## EJERCICIO PROPUESTO 1:
Según el fragmento del documento sobre el nuevo delito del artículo 311.2º CP, ¿qué penas se prevén para quienes impongan condiciones ilegales a sus trabajadores?
## EJERCICIO PROPUESTO 2:
Cita de forma literal el pasaje del fragmento del documento que va de "Por Juan Antonio" a "(art 311.2º CP).", ambos incluidos.

## FRAGMENTO DEL DOCUMENTO:
++++++
Por Juan Antonio Lascuraín
A partir del 12 de enero de este año
“[s]erán castigados con las penas de prisión de seis meses a seis años y multa de seis a doce meses […] [l]os que impongan condiciones ilegales a sus trabajadores mediante su contratación bajo fórmulas ajenas al contrato de trabajo, o las mantengan en contra de requerimiento o sanción administrativa” (art 311.2º CP).
Pretendo con esta entrada analizar este nuevo delito con las dos gafas que utilizamos los penalistas: con las dogmáticas, para ver qué es lo que dice, qué conductas integra, cosa que veremos que no va a ser del todo fácil; y con las políticas, para valorar su legitimidad y su oportunidad, y aquí lo que no va a ser fácil es que guste la reforma, la punición con hasta seis años de un fraude de ley de bases bastante brumosas. Me gusta el riesgo de estas reflexiones de explorador, sin aún jurisprudencia ni doctrina en las que apoyarse, pero soy consciente de que es también un riesgo de equivocación. Tómese por favor el lector las líneas que siguen como un borrador. Aunque si bien se piensa, con Borges, “[n]o puede haber sino borradores. El concepto de texto definitivo no corresponde sino a la religión o al cansancio” (Las versiones homéricas, 1932).
++++++
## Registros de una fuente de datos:

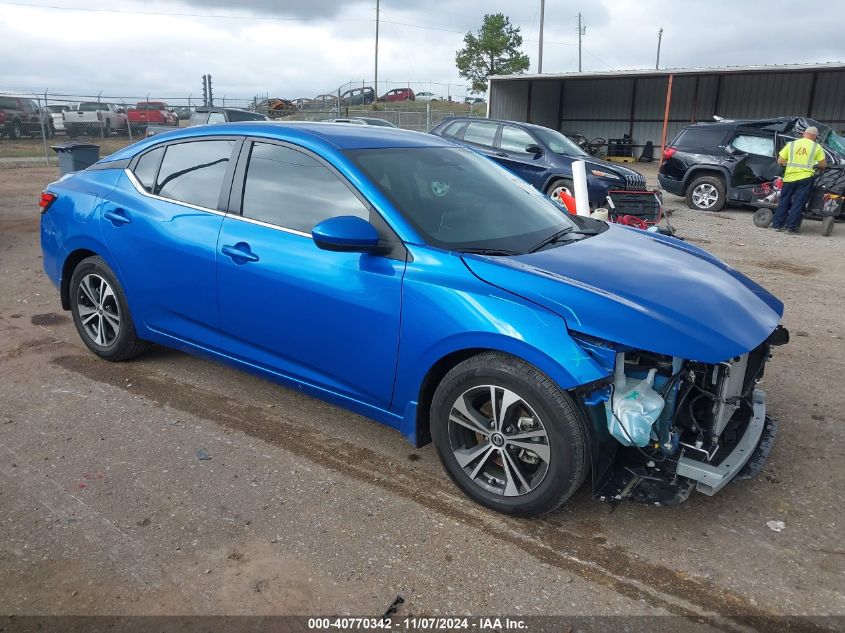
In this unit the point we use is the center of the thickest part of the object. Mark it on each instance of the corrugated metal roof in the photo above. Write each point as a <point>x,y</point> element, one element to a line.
<point>663,72</point>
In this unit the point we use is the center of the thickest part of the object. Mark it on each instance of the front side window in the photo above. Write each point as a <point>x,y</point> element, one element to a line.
<point>459,200</point>
<point>193,172</point>
<point>758,145</point>
<point>145,169</point>
<point>292,190</point>
<point>481,133</point>
<point>515,139</point>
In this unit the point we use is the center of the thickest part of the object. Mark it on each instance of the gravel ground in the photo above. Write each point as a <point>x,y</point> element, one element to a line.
<point>305,508</point>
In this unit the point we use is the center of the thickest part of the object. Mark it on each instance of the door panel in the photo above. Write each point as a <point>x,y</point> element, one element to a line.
<point>330,319</point>
<point>327,318</point>
<point>166,254</point>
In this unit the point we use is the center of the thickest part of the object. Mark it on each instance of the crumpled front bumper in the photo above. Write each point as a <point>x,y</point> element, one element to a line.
<point>755,442</point>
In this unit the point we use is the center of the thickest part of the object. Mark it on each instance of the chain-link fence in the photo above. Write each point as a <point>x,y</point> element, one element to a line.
<point>32,122</point>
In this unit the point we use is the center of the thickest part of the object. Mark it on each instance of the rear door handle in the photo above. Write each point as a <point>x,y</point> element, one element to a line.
<point>240,253</point>
<point>117,216</point>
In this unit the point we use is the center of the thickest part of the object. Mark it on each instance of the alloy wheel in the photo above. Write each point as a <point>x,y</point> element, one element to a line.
<point>498,440</point>
<point>98,309</point>
<point>705,196</point>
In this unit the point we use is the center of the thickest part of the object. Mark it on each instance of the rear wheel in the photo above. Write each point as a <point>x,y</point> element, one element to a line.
<point>827,225</point>
<point>508,436</point>
<point>763,218</point>
<point>101,313</point>
<point>706,193</point>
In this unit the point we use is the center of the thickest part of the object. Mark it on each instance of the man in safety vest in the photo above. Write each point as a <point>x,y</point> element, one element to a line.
<point>800,157</point>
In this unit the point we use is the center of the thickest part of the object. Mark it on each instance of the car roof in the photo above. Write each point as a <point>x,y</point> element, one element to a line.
<point>328,135</point>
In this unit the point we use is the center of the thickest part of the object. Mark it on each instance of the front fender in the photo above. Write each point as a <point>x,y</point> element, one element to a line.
<point>454,311</point>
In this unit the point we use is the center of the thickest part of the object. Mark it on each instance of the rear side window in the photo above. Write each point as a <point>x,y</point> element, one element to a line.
<point>292,190</point>
<point>702,137</point>
<point>147,167</point>
<point>480,133</point>
<point>515,139</point>
<point>758,145</point>
<point>194,172</point>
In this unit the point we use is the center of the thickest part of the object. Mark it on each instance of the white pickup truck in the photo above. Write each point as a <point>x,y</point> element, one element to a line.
++++++
## RESPUESTA 1:
Prisión de seis meses a seis años y multa de seis a doce meses.

## RESPUESTA 2:
Por Juan Antonio Lascuraín
A partir del 12 de enero de este año
“[s]erán castigados con las penas de prisión de seis meses a seis años y multa de seis a doce meses […] [l]os que impongan condiciones ilegales a sus trabajadores mediante su contratación bajo fórmulas ajenas al contrato de trabajo, o las mantengan en contra de requerimiento o sanción administrativa” (art 311.2º CP).